_What needs to be done_: Faithfully repeat all of the records, as they are written below.

_Working data_:
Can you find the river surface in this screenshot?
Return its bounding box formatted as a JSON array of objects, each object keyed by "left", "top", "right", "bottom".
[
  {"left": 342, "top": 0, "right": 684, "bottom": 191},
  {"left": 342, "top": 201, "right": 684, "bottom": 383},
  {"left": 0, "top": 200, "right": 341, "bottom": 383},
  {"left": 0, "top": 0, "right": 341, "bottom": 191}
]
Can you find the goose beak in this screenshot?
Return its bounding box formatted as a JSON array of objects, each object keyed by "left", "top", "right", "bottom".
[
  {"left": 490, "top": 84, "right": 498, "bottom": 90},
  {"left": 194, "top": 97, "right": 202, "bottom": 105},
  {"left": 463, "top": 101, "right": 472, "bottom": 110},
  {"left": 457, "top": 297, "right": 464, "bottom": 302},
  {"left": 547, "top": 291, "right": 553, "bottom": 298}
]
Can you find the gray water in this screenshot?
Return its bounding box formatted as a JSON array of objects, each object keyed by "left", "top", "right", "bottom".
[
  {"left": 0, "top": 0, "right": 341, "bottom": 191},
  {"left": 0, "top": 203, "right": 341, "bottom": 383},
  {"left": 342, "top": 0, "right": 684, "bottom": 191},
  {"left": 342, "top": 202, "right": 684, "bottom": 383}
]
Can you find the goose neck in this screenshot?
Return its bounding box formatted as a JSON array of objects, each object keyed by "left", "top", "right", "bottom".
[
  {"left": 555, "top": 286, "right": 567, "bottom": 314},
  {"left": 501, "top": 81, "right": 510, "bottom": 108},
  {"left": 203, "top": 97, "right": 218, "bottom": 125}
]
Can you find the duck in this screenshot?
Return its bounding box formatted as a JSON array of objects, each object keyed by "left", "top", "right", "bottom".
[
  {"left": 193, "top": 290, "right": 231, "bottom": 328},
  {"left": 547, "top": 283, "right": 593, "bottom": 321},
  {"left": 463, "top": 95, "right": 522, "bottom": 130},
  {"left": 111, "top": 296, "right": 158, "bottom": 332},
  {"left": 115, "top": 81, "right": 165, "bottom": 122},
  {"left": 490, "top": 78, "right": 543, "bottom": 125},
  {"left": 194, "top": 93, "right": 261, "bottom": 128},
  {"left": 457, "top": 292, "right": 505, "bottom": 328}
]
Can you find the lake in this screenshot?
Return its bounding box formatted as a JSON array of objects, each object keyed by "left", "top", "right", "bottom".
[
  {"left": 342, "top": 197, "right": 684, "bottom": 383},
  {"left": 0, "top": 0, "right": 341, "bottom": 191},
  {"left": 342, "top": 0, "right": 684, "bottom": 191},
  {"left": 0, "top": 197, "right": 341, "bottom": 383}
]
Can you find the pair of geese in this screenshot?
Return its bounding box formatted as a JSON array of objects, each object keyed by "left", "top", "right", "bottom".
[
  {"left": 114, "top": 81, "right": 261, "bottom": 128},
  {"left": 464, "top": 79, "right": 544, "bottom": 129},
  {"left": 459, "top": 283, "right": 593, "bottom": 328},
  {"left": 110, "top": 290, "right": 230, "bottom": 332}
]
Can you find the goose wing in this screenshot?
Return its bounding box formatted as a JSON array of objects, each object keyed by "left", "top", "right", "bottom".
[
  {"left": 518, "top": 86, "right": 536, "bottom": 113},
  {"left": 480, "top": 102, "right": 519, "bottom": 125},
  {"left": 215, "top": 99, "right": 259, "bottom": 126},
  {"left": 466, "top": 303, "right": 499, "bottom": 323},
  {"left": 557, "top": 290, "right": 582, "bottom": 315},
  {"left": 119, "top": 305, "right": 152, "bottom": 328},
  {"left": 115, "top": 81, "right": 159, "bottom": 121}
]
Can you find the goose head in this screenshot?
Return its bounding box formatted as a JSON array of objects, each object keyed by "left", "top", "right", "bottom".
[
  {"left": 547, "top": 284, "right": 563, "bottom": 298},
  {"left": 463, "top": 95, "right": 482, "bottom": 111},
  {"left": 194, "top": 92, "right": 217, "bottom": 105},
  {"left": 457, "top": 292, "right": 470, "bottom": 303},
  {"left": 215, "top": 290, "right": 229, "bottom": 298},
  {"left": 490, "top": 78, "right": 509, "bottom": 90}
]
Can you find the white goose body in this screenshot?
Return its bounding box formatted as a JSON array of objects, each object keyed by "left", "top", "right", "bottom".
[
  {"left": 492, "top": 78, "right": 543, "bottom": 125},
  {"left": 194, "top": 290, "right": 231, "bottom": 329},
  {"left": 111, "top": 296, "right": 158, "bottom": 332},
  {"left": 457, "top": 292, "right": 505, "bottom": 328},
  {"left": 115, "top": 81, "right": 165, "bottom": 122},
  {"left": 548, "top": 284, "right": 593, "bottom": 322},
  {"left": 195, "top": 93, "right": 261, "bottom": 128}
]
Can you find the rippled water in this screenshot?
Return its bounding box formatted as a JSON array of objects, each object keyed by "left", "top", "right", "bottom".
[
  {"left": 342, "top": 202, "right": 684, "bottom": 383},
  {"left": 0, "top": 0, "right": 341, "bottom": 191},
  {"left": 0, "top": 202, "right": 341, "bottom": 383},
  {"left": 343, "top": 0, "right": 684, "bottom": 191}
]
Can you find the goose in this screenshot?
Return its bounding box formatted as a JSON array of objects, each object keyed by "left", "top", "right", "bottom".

_Finished exercise_:
Can you find the river surface in this screenshot?
Return its bounding box formatted as a JSON array of objects, each object keyed by "left", "top", "right", "bottom".
[
  {"left": 342, "top": 0, "right": 684, "bottom": 191},
  {"left": 342, "top": 201, "right": 684, "bottom": 383},
  {"left": 0, "top": 200, "right": 341, "bottom": 383},
  {"left": 0, "top": 0, "right": 341, "bottom": 191}
]
Can you find the goose beak in this screenshot?
Return its bounding box formatted as a JSON array of objects, each object keyed by "left", "top", "right", "bottom".
[
  {"left": 490, "top": 84, "right": 498, "bottom": 90},
  {"left": 194, "top": 97, "right": 202, "bottom": 105},
  {"left": 463, "top": 101, "right": 472, "bottom": 110},
  {"left": 457, "top": 297, "right": 464, "bottom": 302},
  {"left": 547, "top": 291, "right": 553, "bottom": 298}
]
Can you find the gray water in this screenshot?
Return its bounding box formatted as a JSON array of objects, each object keyed by "left", "top", "right", "bottom".
[
  {"left": 0, "top": 0, "right": 341, "bottom": 191},
  {"left": 0, "top": 203, "right": 341, "bottom": 383},
  {"left": 342, "top": 0, "right": 684, "bottom": 191},
  {"left": 342, "top": 202, "right": 684, "bottom": 383}
]
Can you find the goose neck in this screenshot?
Return its bounding box formatted as a JSON array of objects, each object keyed by "left", "top", "right", "bottom".
[
  {"left": 555, "top": 286, "right": 567, "bottom": 314},
  {"left": 501, "top": 81, "right": 510, "bottom": 108},
  {"left": 203, "top": 97, "right": 218, "bottom": 125}
]
Can you find the duck in this screenshot?
Return its bounding box formatted as a JSON array of objects, each object keyed by "left", "top", "right", "bottom".
[
  {"left": 193, "top": 290, "right": 231, "bottom": 328},
  {"left": 547, "top": 283, "right": 593, "bottom": 321},
  {"left": 463, "top": 95, "right": 522, "bottom": 130},
  {"left": 111, "top": 296, "right": 158, "bottom": 332},
  {"left": 115, "top": 81, "right": 165, "bottom": 122},
  {"left": 490, "top": 78, "right": 543, "bottom": 125},
  {"left": 194, "top": 93, "right": 261, "bottom": 128},
  {"left": 457, "top": 292, "right": 505, "bottom": 328}
]
Can you find the lake in this screenshot?
Return its bounding box formatted as a JSON array of objects, each object keyed by "left", "top", "right", "bottom".
[
  {"left": 342, "top": 197, "right": 684, "bottom": 383},
  {"left": 0, "top": 0, "right": 341, "bottom": 191},
  {"left": 342, "top": 0, "right": 684, "bottom": 191},
  {"left": 0, "top": 197, "right": 341, "bottom": 383}
]
Can you find the pair of geese in this screenshot?
Return its bounding box formatted as a JSON array of objects, each object keyed by "left", "top", "right", "bottom".
[
  {"left": 114, "top": 81, "right": 261, "bottom": 128},
  {"left": 464, "top": 79, "right": 544, "bottom": 129},
  {"left": 459, "top": 283, "right": 593, "bottom": 328},
  {"left": 110, "top": 290, "right": 230, "bottom": 332}
]
Can you find the goose wing in this screenshot?
Return its bounding box formatted as a JSON array of objects, each object keyed by "left", "top", "right", "bottom".
[
  {"left": 518, "top": 86, "right": 536, "bottom": 113},
  {"left": 480, "top": 102, "right": 519, "bottom": 125},
  {"left": 215, "top": 99, "right": 259, "bottom": 126},
  {"left": 466, "top": 303, "right": 499, "bottom": 323},
  {"left": 557, "top": 290, "right": 582, "bottom": 315},
  {"left": 119, "top": 305, "right": 152, "bottom": 328},
  {"left": 115, "top": 81, "right": 159, "bottom": 121}
]
Can you find the goose head in this screenshot?
Return its bounding box formatted as a JSON array of objects, each object keyed by "left", "top", "right", "bottom".
[
  {"left": 547, "top": 284, "right": 563, "bottom": 298},
  {"left": 463, "top": 95, "right": 482, "bottom": 111},
  {"left": 194, "top": 92, "right": 217, "bottom": 105},
  {"left": 457, "top": 292, "right": 470, "bottom": 303},
  {"left": 215, "top": 290, "right": 229, "bottom": 298},
  {"left": 490, "top": 78, "right": 509, "bottom": 90}
]
Can you find the white goose body in this screenshot?
Return its bounding box formatted as a JSON array of objects, each object keyed by "left", "top", "right", "bottom".
[
  {"left": 492, "top": 78, "right": 543, "bottom": 125},
  {"left": 194, "top": 290, "right": 231, "bottom": 329},
  {"left": 111, "top": 296, "right": 158, "bottom": 332},
  {"left": 457, "top": 292, "right": 505, "bottom": 328},
  {"left": 115, "top": 81, "right": 165, "bottom": 122},
  {"left": 548, "top": 284, "right": 593, "bottom": 322},
  {"left": 195, "top": 93, "right": 261, "bottom": 128}
]
Can you find the rippled water in this screenshot?
Return its bounding box formatted as a JSON array of objects, each object keyed by "left", "top", "right", "bottom".
[
  {"left": 342, "top": 202, "right": 684, "bottom": 383},
  {"left": 0, "top": 0, "right": 341, "bottom": 191},
  {"left": 0, "top": 202, "right": 341, "bottom": 383},
  {"left": 343, "top": 0, "right": 684, "bottom": 191}
]
Can you find the goose in this screenshot?
Return its bounding box formatted as a JSON array of objects, each object keyed by "left", "top", "right", "bottom".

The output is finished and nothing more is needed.